WORK TO BE COMPLETED: Your response should match the records line for line.
══════════
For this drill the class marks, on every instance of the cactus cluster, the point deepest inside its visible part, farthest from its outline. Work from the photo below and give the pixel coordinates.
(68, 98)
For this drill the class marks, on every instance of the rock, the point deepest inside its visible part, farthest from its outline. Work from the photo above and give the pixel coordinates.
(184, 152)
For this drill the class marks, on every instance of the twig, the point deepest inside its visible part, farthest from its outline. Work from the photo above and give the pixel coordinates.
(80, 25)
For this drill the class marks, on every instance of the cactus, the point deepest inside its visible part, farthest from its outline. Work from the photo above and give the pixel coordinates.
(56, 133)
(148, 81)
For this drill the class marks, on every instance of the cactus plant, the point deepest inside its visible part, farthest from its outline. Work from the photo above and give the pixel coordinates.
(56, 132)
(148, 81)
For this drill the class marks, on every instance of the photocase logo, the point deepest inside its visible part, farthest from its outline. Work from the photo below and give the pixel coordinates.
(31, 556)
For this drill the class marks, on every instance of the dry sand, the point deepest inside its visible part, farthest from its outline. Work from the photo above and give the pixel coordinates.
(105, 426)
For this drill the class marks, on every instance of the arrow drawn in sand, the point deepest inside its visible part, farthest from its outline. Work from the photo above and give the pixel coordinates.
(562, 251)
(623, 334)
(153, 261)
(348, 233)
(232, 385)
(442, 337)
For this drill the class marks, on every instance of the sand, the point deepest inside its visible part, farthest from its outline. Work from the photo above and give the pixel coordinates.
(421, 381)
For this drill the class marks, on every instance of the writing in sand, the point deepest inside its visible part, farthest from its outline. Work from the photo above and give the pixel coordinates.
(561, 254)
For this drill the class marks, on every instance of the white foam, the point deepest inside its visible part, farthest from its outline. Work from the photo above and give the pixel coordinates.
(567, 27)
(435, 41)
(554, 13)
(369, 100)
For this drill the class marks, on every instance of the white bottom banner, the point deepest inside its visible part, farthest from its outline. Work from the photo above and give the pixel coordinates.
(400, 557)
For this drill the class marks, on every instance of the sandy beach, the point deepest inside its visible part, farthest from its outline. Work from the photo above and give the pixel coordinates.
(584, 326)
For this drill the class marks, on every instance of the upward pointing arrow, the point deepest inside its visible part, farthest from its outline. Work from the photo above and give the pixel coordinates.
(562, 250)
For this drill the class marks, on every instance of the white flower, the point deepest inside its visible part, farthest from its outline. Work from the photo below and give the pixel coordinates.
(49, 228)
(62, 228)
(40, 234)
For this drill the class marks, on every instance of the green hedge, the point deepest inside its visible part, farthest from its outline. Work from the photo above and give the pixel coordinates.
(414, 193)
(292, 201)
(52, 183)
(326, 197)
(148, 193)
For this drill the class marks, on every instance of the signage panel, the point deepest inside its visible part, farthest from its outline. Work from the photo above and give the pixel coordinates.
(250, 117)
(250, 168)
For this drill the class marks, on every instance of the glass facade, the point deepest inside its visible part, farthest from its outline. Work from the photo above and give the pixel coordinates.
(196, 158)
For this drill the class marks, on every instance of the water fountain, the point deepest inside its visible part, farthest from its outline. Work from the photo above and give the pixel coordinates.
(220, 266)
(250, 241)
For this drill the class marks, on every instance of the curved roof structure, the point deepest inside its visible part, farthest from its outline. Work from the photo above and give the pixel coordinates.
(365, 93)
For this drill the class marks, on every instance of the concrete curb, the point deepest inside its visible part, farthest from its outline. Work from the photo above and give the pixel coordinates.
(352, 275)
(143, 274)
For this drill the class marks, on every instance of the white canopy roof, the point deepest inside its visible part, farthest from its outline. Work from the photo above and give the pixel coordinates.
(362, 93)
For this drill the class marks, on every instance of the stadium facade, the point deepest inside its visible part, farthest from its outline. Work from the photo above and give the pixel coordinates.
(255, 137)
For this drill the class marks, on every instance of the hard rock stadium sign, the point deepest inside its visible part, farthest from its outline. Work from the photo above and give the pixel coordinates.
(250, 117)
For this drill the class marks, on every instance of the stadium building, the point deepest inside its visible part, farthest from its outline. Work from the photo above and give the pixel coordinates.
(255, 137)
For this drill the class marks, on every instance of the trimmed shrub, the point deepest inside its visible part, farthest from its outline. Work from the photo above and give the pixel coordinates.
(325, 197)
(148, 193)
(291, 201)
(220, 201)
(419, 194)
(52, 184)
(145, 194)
══════════
TASK OUTPUT:
For this drill the class marks, on every instance of the cactus cluster, the point deepest inside its visible part, farthest from its outline. Work from the photo below and give the pixel coordinates.
(68, 98)
For this drill the class marks, on every instance of the rock, the point deepest inside its visible part, farthest from its outline. Work from the photo above and give the pixel coordinates.
(184, 152)
For this drill the class marks, on every instance of the twig, the point deepest inside its visible part, farthest from its outline. Work from the photo above and give the pixel coordinates.
(80, 25)
For this drill the class marks, on every instance of the cactus, the point deepest inside its visible part, farthest from its outline. Work from the photo above and give the pixel coordinates.
(56, 133)
(148, 81)
For this drill the class marks, on every instance of the cactus plant, the point deepest inside its visible part, farthest from its outline. Work from the photo above and give the pixel coordinates.
(56, 132)
(148, 81)
For this drill the class marks, on every instance of the photocase logo, the point deepest inside its visible part, farthest from its outline. Work from the photo below and give the pixel coordinates.
(31, 556)
For this drill the class marks, on every instance of the dry sand, the point deepest inside its visible part, farthest from its outline. Work from the photo above and give the pixel coordinates.
(105, 426)
For this drill the class marks, on every instance of the arrow drawn in sand, the point deepest inside its visible part, farthest from its outline. Work from the photo above and give the pixel coordinates.
(562, 251)
(623, 334)
(153, 261)
(348, 233)
(232, 385)
(442, 337)
For this drill the class marks, on every instance of the sand, the point deepest inside its visible part, farthest from its outline. Work from the photo above and give the pixel coordinates.
(421, 381)
For this drill the class marks, on every instance of the writing in sand, the point deepest inside its visible part, farthest from its outline. Work from the photo above and give the pixel coordinates.
(561, 254)
For this drill the class marks, on every instance of the white foam, the point deepest inside its visible part, farthest from its outline. Work from the photo above and give the pixel coordinates.
(567, 27)
(435, 41)
(554, 13)
(369, 100)
For this drill the class marks, on every instance of the white bottom banner, the point deepest inside its visible part, farthest from its outline. Work from the photo above and give the pixel coordinates.
(400, 557)
For this drill the class marks, on every instance of the sandy beach, the point deepest inside its visible part, farthest from its outline. Work from the photo above and give the pixel coordinates.
(584, 326)
For this drill the class marks, on every instance of the upward pointing arrow, the point deepest inside its visible part, farthest from its outline. Work from the photo above and give the pixel coordinates.
(562, 250)
For this drill the class marks, on every instance of the white flower, the point deepest inside its visible part, farthest from its outline. Work from the photo below and give the pixel coordinates.
(49, 228)
(62, 228)
(40, 234)
For this drill the class marks, on every instance of the green hedge, the point deepest inside its visible part, farthest from its outline. Work from the photo above and give the pixel coordinates.
(414, 193)
(292, 201)
(52, 183)
(326, 197)
(148, 193)
For this drill the class marks, on every instance of the signage panel, the point deepest inside its visible part, farthest from its outline. Work from the photo above and give the pixel coordinates.
(250, 117)
(250, 168)
For this drill the class marks, on every instance of the glass facade, the point deepest inside its visible part, farthest from its outline. Work from the photo above and give the pixel coordinates.
(196, 158)
For this drill the class marks, on every instance of the water fountain, the point deepest inside its visible part, farthest from its outline. Work from the photo above and give the pixel coordinates.
(220, 266)
(250, 241)
For this drill the class marks, on every instance of the curved roof structure, the point deepest inside its visible part, farthest from its outline. Work from the photo above and give the pixel coordinates.
(365, 93)
For this drill the class marks, on every instance of the concrete curb, the point deepest inside its visible part, farthest from its outline. Work from the photo above and give the pixel coordinates.
(352, 275)
(143, 274)
For this drill the class marks, on every instance of the white canopy roof, the point deepest inside its visible part, farthest from its outline. Work from the photo above and give the pixel coordinates.
(362, 93)
For this drill the class marks, on every instance of the stadium facade, the point deepest inside its visible part, farthest from its outline. Work from the photo above and give the pixel coordinates.
(255, 137)
For this drill the class marks, on every instance of the hard rock stadium sign, the point deepest inside its visible part, farthest from its outline. Work from the photo above and give the pixel coordinates.
(250, 117)
For this drill the class marks, on every instance of the stadium building, the point deepest inside its visible part, farthest from its outline. Work from the photo above and give the pixel coordinates.
(255, 137)
For this drill the class marks, on every instance of the trimmed shrub, the point deepest inside its visible part, farthest from its outline. Work from the photo above and give the pixel coordinates.
(325, 197)
(148, 193)
(291, 201)
(220, 201)
(419, 194)
(52, 184)
(145, 194)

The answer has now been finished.